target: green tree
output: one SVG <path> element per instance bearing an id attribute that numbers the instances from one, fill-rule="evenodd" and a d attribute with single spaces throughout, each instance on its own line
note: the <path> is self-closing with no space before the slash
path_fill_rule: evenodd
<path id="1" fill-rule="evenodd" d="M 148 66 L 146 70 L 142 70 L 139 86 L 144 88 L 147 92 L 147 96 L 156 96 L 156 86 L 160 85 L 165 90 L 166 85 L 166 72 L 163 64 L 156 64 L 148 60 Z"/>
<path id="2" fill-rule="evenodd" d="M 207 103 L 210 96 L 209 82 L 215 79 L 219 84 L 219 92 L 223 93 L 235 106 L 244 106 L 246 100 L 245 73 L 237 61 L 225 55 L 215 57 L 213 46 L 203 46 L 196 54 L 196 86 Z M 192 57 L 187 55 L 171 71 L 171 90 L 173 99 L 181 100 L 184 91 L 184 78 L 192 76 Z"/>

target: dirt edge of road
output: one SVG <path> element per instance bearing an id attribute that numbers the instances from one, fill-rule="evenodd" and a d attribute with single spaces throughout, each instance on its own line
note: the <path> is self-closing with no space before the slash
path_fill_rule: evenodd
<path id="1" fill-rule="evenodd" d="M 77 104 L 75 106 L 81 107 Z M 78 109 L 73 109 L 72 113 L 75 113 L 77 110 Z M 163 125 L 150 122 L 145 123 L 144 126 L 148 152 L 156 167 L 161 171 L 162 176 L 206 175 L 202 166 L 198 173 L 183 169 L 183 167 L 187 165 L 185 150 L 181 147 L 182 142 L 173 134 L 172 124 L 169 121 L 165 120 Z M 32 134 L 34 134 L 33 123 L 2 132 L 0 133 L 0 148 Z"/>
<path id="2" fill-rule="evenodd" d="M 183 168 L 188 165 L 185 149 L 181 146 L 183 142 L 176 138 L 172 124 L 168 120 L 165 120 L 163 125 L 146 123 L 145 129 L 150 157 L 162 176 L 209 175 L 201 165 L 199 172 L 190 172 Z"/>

■ ■ ■ ■

Problem details:
Please reproduce the listing above with "target" switched to "label" throughout, leaving everything else unchanged.

Reply to the exercise:
label: green tree
output: one SVG <path> element per instance bearing an id attribute that numbers the instances from one, fill-rule="evenodd" and a d attribute with single spaces throughout, each instance on its own line
note: the <path> is self-closing with no space before the slash
path_fill_rule: evenodd
<path id="1" fill-rule="evenodd" d="M 148 66 L 146 70 L 142 70 L 139 86 L 144 88 L 147 92 L 147 96 L 156 96 L 156 86 L 160 85 L 165 90 L 166 85 L 166 72 L 163 64 L 156 64 L 148 60 Z"/>
<path id="2" fill-rule="evenodd" d="M 207 103 L 210 96 L 209 82 L 215 79 L 219 84 L 219 92 L 223 93 L 235 106 L 244 106 L 246 100 L 245 73 L 237 61 L 225 55 L 215 57 L 213 46 L 203 46 L 196 54 L 196 86 Z M 192 57 L 187 55 L 171 71 L 171 90 L 173 99 L 181 100 L 184 91 L 184 78 L 192 76 Z"/>

label: dirt edge of road
output: one SVG <path> element per instance bearing an id attribute that numbers the instances from one, fill-rule="evenodd" and a d attribute with single spaces throughout, each instance on its own line
note: the <path> is self-closing with no space before the slash
path_fill_rule: evenodd
<path id="1" fill-rule="evenodd" d="M 77 104 L 75 106 L 81 107 Z M 78 109 L 73 109 L 72 113 L 75 113 L 77 110 Z M 163 125 L 150 122 L 145 123 L 144 126 L 148 152 L 156 167 L 161 171 L 162 176 L 206 175 L 202 166 L 198 173 L 183 169 L 183 167 L 187 165 L 185 150 L 181 147 L 182 142 L 173 134 L 172 124 L 169 121 L 165 120 Z M 32 134 L 34 134 L 33 123 L 2 132 L 0 133 L 0 148 Z"/>
<path id="2" fill-rule="evenodd" d="M 183 168 L 188 165 L 185 149 L 181 146 L 183 142 L 176 138 L 172 124 L 168 120 L 165 120 L 163 125 L 146 123 L 145 129 L 150 157 L 162 176 L 209 175 L 201 165 L 199 172 L 190 172 Z"/>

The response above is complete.